The request: Pick out every line in the items below that contains the string "ball", and copy each one. Case counts when matching.

Entries in the collection
------------------------------------------------------------------------

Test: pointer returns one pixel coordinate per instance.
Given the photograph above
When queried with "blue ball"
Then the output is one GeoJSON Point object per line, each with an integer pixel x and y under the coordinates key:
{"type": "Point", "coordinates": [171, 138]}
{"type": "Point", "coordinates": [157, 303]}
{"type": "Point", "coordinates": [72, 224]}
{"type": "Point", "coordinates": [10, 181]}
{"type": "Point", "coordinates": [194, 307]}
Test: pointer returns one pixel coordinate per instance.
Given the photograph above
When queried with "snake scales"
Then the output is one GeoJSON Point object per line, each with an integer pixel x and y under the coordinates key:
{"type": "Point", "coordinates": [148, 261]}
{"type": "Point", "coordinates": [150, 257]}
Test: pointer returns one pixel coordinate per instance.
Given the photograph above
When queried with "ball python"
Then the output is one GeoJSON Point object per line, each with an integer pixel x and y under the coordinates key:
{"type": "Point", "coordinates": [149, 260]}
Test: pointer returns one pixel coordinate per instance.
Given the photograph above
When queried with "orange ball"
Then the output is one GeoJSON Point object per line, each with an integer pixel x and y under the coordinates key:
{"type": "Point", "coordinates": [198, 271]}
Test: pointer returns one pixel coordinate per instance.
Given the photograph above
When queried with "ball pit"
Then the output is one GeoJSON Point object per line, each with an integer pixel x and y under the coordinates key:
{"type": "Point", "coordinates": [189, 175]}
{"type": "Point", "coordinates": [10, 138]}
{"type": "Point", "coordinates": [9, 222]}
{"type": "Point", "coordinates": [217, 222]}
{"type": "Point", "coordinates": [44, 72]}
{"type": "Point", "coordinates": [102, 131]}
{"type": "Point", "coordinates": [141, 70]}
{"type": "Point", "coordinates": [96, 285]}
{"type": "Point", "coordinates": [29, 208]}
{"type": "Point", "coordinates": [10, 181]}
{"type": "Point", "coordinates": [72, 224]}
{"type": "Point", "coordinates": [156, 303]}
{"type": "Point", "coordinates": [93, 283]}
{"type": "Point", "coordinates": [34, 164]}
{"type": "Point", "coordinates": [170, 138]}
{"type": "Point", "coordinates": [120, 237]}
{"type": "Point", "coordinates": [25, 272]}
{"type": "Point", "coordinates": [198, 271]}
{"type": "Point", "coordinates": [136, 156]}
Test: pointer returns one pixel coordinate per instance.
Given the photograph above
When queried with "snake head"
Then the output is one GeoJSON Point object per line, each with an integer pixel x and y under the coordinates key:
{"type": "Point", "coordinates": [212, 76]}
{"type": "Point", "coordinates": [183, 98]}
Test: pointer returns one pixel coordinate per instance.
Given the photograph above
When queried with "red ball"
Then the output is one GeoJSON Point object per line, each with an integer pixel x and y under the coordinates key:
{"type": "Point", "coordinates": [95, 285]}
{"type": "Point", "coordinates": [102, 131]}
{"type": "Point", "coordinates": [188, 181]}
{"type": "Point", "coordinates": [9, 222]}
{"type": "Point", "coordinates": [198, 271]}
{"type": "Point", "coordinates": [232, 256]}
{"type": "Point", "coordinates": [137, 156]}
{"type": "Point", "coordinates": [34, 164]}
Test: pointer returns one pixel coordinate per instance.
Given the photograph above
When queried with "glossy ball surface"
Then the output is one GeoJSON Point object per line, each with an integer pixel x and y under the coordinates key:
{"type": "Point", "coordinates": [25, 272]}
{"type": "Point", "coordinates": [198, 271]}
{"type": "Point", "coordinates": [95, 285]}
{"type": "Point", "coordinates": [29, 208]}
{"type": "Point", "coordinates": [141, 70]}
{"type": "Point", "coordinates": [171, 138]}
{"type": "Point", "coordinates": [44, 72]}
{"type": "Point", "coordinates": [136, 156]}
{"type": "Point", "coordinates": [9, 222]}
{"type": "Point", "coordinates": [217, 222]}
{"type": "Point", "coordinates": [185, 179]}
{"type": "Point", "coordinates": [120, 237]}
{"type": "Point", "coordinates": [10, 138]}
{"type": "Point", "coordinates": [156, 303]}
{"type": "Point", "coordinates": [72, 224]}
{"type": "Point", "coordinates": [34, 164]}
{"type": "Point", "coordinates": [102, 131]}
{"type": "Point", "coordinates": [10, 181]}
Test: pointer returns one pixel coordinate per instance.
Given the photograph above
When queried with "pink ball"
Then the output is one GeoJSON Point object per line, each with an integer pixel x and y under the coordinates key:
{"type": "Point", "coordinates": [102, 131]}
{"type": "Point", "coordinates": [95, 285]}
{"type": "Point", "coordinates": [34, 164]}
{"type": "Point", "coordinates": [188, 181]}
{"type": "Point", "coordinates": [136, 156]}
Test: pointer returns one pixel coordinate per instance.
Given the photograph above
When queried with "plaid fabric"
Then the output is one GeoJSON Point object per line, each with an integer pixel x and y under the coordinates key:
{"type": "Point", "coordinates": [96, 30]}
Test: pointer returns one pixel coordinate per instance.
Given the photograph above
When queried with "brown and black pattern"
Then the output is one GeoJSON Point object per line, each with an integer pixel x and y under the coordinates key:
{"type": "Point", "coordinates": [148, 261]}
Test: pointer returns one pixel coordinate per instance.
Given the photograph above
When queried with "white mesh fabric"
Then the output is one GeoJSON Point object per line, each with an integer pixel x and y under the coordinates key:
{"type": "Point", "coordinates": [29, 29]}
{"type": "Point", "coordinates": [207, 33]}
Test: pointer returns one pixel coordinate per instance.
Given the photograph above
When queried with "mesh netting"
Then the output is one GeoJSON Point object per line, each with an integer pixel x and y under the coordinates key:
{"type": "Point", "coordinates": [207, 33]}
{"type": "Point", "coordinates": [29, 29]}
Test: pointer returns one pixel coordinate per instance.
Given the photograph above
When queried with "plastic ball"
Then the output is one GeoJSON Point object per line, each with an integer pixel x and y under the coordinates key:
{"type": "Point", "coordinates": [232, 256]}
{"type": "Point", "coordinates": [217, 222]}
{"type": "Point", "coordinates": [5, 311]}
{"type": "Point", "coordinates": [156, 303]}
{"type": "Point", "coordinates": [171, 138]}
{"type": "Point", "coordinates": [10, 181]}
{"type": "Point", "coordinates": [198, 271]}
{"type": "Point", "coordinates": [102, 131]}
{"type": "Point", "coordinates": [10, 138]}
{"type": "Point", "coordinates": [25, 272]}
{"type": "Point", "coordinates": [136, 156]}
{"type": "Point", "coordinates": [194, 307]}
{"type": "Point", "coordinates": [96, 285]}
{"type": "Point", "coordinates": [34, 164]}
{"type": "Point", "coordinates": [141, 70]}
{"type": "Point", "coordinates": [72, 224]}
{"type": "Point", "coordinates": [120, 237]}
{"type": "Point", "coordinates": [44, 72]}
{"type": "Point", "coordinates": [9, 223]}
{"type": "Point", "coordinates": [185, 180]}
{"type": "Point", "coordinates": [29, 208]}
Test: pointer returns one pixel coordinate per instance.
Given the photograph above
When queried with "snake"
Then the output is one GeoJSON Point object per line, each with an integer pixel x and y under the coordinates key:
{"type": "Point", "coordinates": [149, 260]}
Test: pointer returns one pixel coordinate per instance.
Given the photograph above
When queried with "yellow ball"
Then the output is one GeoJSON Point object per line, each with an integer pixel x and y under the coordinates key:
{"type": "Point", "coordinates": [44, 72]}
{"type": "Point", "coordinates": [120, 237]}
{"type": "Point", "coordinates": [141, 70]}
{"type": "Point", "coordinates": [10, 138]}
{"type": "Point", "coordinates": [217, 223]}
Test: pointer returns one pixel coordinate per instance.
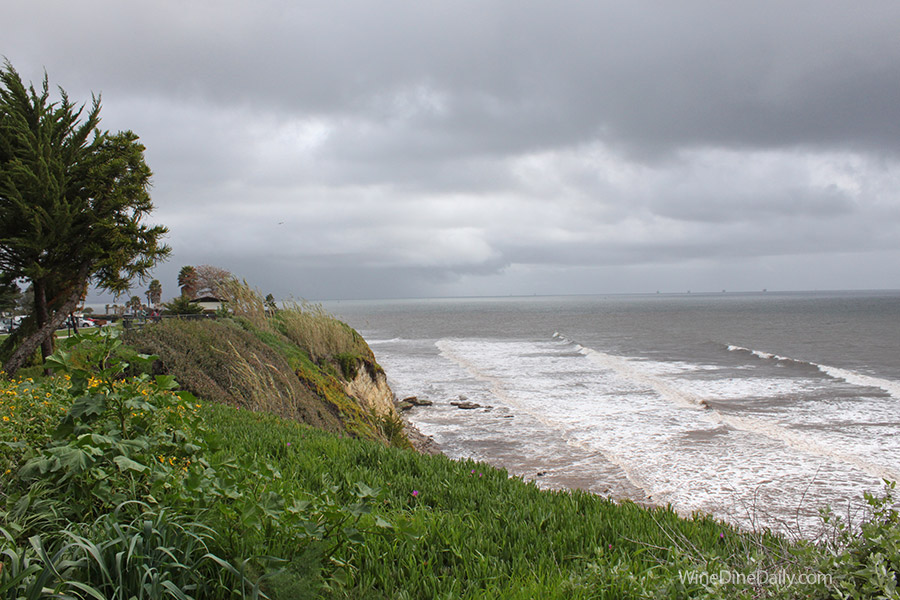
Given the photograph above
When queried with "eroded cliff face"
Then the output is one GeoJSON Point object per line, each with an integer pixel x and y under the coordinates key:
{"type": "Point", "coordinates": [371, 389]}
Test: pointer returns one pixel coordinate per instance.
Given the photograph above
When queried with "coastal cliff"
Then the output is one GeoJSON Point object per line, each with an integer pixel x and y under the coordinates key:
{"type": "Point", "coordinates": [298, 364]}
{"type": "Point", "coordinates": [370, 387]}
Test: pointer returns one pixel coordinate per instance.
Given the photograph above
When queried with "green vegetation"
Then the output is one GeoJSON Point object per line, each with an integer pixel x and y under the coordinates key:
{"type": "Point", "coordinates": [290, 363]}
{"type": "Point", "coordinates": [72, 201]}
{"type": "Point", "coordinates": [119, 486]}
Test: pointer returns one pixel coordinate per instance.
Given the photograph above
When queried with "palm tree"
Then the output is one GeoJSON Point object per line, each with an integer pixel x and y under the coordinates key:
{"type": "Point", "coordinates": [187, 281]}
{"type": "Point", "coordinates": [154, 292]}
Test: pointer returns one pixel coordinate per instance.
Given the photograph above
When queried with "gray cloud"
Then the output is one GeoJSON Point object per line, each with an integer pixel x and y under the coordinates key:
{"type": "Point", "coordinates": [366, 149]}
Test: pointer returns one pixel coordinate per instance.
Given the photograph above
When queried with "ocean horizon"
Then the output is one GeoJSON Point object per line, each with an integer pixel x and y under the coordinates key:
{"type": "Point", "coordinates": [759, 408]}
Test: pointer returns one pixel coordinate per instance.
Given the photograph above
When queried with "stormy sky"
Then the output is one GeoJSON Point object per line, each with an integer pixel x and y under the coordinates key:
{"type": "Point", "coordinates": [355, 149]}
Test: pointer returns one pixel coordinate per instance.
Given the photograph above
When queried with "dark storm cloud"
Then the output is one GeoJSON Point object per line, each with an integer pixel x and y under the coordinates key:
{"type": "Point", "coordinates": [442, 144]}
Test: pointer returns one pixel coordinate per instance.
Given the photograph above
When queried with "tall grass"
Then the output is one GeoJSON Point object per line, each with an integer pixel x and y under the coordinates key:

------------------------------------------------------------------------

Expected answer:
When queried with "blue ball"
When queried with "ball python"
When queried with "orange ball"
When queried with "ball pit"
When queried with "red ball"
When queried with "glossy ball surface"
When queried with "pink ball"
When queried with "plastic ball"
When queried with "yellow ball"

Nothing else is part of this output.